SHORT EXERCISE
Reproduce every one of the rows below verbatim and in their original order, altering nothing.

========================================================================

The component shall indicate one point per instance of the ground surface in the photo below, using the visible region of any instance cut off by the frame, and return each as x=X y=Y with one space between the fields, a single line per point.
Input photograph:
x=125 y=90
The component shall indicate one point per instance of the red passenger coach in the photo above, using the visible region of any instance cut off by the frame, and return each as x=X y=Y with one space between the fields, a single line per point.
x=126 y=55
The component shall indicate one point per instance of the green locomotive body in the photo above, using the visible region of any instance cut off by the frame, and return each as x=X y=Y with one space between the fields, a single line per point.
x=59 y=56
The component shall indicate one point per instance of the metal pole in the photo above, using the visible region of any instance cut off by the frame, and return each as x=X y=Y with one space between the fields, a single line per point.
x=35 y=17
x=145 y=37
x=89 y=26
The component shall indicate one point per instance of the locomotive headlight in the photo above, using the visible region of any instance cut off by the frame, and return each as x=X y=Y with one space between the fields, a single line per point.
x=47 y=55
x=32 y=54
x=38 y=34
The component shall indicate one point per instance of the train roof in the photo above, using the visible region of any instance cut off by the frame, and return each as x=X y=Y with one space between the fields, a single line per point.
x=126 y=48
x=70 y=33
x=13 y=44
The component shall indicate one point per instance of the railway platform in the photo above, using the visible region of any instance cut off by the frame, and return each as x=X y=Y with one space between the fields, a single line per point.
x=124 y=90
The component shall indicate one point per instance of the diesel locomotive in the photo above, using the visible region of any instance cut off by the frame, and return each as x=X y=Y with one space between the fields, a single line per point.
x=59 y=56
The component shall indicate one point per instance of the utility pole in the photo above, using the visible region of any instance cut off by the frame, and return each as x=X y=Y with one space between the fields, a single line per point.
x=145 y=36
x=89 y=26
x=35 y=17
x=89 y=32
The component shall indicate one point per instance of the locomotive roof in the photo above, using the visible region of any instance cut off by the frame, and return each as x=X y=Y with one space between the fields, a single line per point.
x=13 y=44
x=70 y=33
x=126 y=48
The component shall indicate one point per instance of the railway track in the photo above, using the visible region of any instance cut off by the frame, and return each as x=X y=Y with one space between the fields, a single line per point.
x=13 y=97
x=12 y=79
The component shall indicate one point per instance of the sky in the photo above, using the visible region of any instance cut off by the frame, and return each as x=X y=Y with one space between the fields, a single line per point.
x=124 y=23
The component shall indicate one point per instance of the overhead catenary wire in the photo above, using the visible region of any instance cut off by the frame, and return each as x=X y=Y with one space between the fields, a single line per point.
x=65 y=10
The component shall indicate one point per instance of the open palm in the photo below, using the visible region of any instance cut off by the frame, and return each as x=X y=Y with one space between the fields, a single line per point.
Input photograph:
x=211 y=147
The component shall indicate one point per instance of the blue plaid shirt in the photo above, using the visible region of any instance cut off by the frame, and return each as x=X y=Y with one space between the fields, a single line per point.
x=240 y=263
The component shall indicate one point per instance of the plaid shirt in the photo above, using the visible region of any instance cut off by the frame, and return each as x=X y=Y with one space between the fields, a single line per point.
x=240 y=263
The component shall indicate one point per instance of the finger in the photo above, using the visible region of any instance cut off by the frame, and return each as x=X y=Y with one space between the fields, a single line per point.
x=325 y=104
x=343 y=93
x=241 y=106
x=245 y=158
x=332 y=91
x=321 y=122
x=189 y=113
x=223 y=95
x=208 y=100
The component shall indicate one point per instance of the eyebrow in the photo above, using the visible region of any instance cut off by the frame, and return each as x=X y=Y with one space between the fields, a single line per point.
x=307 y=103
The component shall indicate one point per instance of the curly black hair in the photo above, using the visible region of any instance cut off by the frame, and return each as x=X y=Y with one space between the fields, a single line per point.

========================================================================

WRITTEN RESPONSE
The component shall indicate one point per instance of the ground surface in the photo below, using the visible region of any instance cut off by the frame, and return each as x=X y=Y with one space between the fields, a single line per point.
Input photograph:
x=125 y=90
The component shall indicate one point per instance of the red passenger coach in the photo above, using the visible region of any instance cut off by the frame, and return each as x=X y=Y with one space between the fields, a single line per point.
x=126 y=55
The component shall indicate one point per instance of the green locomotive body in the photo above, using the visible region of any instance cut off by the frame, and return each as x=X y=Y with one space between the fields, a single line per point.
x=59 y=56
The component shall indicate one point per instance of the metal pole in the photo above, using the visible region of any instance cut off by the frame, and return each as x=X y=Y with one space between the fields, a single line per point.
x=35 y=17
x=145 y=37
x=89 y=26
The component shall indicate one point per instance of the locomotive headlight in the photo above, using the visible region of any instance cut off by the frame, and return each as x=X y=Y with one space between the fields, a single line per point.
x=47 y=55
x=32 y=54
x=38 y=34
The component shall indicate one point per instance of the train roof in the photo above, using the visible region of any instance cut off by the frame, and return each as x=X y=Y with one space between the fields, a single line per point.
x=126 y=48
x=70 y=33
x=13 y=44
The component shall indicate one point per instance of the railway platform in the photo above, using the visible region of any instance cut off by the frame, and return each as x=X y=Y with one space between the fields, a single line per point.
x=124 y=90
The component shall indicate one point per instance of the diesel locomotive in the photo above, using the visible region of any instance cut off by the frame, and return each as x=X y=Y with one space between the fields, a single line per point.
x=59 y=56
The component shall indicate one point per instance of the utility pole in the photo above, using the visible region of any instance cut off by the frame, and return each as x=X y=Y with one space between the fields, a single line per point.
x=145 y=36
x=89 y=26
x=35 y=17
x=89 y=32
The component shall indicate one point per instance of the locomotive roof in the photo above, using the visible region of any instance cut off by the frame, and return each as x=X y=Y with one space between the fields, a single line per point.
x=13 y=44
x=70 y=33
x=126 y=48
The component shall indicate one point per instance of the railway track in the photo above, using the visible region of any instance cut off by the frame, and return each as x=X y=Y with one space between the fields, a single line per point.
x=13 y=97
x=12 y=79
The component shall indicate one point per instance of the sky in the photo above, using the visible region of any instance cut off by the frame, and return each as x=X y=Y with one space between the fields, a single line per point.
x=124 y=23
The component shall indicate one point per instance of the overhead catenary wire in the photo above, using the visible region of any instance cut off by the frame, and return each as x=X y=Y with one space between the fields, a single line per point.
x=65 y=10
The component shall indicate one point per instance of the open palm in the photo below, using the visible region of any instance cut off by the frame, and return each as x=X y=Y with one space between the fields, a single line per point.
Input photograph:
x=211 y=147
The component shall indicate one point per instance of the blue plaid shirt in the photo above, using the visible region of any instance cut off by the frame, and return each as x=X y=Y with one space between the fields, a single line per point.
x=240 y=263
The component shall indicate one point per instance of the plaid shirt in the photo above, using the visible region of any instance cut off by the frame, and return each as x=X y=Y with one space between the fields, a single line per point.
x=240 y=263
The component shall indicate one point per instance of the finger in the photo above, using the visible region of any instance cut off by the frame, and return each as x=X y=Y with one space between the fields, a single line per point.
x=325 y=104
x=343 y=93
x=241 y=106
x=245 y=158
x=332 y=91
x=321 y=122
x=189 y=113
x=223 y=95
x=208 y=100
The component shall indicate one point per instance of the eyebrow in the photo above, using the visible region of any instance cut off by the frame, and return each as x=X y=Y with one space between the fields, a single line per point.
x=307 y=103
The component shall indicate one point per instance of the curly black hair in the photo above, using the visible region of any instance cut off by the frame, and return each as x=X y=Y with one space between the fields, a single line per point.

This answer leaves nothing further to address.